> _What to do_:
In the listing below, locate the line that contains "Reading the photograph above, identify the shoreline" and the line that contains "Reading the photograph above, identify the mountain". Restate word for word those two lines and every line between them, and nothing else.

-- Dataset follows --

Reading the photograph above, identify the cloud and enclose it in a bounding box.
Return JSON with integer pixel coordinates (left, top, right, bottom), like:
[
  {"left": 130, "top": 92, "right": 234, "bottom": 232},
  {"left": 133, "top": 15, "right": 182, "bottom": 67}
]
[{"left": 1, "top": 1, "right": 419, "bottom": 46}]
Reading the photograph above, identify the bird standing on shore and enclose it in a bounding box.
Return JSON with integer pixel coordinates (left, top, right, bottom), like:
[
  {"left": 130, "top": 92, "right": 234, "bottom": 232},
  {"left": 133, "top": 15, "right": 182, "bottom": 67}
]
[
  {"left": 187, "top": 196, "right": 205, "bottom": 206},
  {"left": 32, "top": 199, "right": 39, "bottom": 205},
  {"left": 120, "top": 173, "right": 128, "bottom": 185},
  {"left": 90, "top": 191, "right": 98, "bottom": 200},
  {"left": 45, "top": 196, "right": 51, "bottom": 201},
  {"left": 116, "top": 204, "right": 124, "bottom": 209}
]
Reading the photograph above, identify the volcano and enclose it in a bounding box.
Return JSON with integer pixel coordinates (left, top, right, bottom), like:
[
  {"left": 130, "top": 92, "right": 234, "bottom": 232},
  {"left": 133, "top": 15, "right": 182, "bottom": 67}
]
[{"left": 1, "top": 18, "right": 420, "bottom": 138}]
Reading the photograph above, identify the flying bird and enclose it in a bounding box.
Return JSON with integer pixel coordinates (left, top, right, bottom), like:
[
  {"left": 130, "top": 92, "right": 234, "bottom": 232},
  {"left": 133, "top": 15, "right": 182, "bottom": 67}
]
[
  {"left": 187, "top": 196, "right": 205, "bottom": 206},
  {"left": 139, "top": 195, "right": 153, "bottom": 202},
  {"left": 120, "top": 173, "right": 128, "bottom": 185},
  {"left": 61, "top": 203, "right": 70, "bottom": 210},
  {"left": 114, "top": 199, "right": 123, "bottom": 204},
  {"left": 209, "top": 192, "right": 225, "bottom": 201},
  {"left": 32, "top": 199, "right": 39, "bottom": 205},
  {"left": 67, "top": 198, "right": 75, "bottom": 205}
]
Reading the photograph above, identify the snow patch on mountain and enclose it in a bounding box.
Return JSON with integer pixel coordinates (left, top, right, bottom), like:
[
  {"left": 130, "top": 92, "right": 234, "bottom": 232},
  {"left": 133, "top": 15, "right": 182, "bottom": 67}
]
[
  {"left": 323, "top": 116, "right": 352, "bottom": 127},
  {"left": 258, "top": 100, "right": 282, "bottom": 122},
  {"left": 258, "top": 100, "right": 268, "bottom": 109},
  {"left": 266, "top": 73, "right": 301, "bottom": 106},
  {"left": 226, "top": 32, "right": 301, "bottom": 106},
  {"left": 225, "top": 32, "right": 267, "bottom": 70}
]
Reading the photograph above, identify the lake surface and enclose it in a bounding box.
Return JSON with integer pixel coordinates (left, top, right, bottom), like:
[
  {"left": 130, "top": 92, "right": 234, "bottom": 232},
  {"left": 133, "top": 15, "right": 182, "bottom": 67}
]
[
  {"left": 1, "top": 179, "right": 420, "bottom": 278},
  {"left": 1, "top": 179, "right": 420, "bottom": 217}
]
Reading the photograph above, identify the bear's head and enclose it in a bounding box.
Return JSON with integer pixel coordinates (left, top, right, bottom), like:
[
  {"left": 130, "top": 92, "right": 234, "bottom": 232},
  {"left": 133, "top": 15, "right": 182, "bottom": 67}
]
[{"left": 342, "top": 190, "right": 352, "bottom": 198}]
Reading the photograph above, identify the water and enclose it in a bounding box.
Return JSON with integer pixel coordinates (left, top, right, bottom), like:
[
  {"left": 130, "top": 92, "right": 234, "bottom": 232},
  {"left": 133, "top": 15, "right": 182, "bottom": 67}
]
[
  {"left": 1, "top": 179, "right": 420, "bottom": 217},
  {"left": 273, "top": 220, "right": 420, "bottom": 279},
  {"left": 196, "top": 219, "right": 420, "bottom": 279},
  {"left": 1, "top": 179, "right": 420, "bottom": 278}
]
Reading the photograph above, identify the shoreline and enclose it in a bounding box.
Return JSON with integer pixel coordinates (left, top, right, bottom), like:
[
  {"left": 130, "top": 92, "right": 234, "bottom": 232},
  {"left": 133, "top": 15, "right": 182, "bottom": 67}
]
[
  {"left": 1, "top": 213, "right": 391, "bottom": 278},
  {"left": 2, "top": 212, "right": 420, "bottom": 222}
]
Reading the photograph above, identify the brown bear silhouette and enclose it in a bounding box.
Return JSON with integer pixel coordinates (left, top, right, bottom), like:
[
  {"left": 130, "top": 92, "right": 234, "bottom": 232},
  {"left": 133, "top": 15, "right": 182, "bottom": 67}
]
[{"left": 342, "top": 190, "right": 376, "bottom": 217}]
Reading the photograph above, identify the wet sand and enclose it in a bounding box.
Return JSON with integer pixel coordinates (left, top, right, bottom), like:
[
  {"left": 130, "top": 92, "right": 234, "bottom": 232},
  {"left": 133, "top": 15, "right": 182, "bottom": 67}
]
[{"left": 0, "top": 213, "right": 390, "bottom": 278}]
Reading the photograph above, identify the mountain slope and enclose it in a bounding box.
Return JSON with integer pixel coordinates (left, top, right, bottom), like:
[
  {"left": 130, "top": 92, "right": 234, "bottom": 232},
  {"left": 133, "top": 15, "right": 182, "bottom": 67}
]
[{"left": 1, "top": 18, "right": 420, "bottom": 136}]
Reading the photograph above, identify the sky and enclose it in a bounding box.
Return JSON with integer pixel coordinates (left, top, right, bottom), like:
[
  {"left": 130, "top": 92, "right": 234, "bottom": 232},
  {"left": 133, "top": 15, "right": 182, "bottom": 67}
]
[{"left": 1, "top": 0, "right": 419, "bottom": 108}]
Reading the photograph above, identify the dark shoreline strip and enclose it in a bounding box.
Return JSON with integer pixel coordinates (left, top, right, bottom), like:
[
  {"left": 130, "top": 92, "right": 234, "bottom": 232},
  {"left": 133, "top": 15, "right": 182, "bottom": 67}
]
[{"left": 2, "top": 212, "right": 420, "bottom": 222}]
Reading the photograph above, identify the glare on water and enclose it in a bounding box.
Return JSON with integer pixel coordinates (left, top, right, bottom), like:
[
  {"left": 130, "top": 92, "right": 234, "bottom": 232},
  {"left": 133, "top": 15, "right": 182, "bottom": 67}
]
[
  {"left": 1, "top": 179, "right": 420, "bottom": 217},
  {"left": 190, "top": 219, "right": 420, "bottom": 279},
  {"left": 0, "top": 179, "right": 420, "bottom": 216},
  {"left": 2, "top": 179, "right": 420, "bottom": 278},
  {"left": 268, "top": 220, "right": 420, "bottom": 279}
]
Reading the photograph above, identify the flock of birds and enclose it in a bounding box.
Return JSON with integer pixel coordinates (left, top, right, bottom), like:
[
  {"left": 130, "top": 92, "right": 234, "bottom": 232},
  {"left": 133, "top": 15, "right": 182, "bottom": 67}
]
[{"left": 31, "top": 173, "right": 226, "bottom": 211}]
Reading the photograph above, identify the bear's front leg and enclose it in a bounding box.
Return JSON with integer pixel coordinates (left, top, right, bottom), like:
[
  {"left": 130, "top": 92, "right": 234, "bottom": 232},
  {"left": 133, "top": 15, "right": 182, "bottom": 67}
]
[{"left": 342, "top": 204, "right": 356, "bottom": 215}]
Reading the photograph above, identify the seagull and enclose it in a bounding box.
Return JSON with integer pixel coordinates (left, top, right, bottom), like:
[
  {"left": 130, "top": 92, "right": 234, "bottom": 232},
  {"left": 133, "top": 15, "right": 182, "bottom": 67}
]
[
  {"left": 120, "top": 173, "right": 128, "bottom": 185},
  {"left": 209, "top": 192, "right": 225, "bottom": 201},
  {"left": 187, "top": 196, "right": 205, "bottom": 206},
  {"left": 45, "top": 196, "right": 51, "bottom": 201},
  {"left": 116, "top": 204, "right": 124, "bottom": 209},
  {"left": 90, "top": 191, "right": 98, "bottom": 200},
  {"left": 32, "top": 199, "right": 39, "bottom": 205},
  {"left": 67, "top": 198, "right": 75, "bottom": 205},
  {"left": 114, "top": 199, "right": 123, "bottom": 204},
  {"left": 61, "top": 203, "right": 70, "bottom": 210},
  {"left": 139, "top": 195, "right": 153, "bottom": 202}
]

-- Dataset concluded --

> _Task response_:
Reading the photograph above, identify the shoreline and enclose it in a bounding box.
Return JSON with integer pixel coordinates (left, top, right, bottom), like:
[
  {"left": 130, "top": 92, "right": 234, "bottom": 232},
  {"left": 133, "top": 15, "right": 182, "bottom": 67}
]
[
  {"left": 1, "top": 213, "right": 391, "bottom": 278},
  {"left": 2, "top": 212, "right": 420, "bottom": 222}
]
Reading the photograph above, identify the brown bear silhouette and enclose it in a bounding box.
Return JSON with integer pixel coordinates (left, top, right, bottom), like:
[
  {"left": 130, "top": 92, "right": 234, "bottom": 232},
  {"left": 133, "top": 15, "right": 182, "bottom": 67}
]
[{"left": 342, "top": 190, "right": 376, "bottom": 217}]
Reading the photograph above, identify the wet sand and enclose it in a bounding box.
Return JSON with integer pixel coordinates (left, top, right, bottom), like:
[
  {"left": 130, "top": 92, "right": 234, "bottom": 232},
  {"left": 133, "top": 15, "right": 182, "bottom": 67}
]
[{"left": 0, "top": 213, "right": 390, "bottom": 278}]
Reading the photograph above, identify the mountain slope and enclose it in a bounding box.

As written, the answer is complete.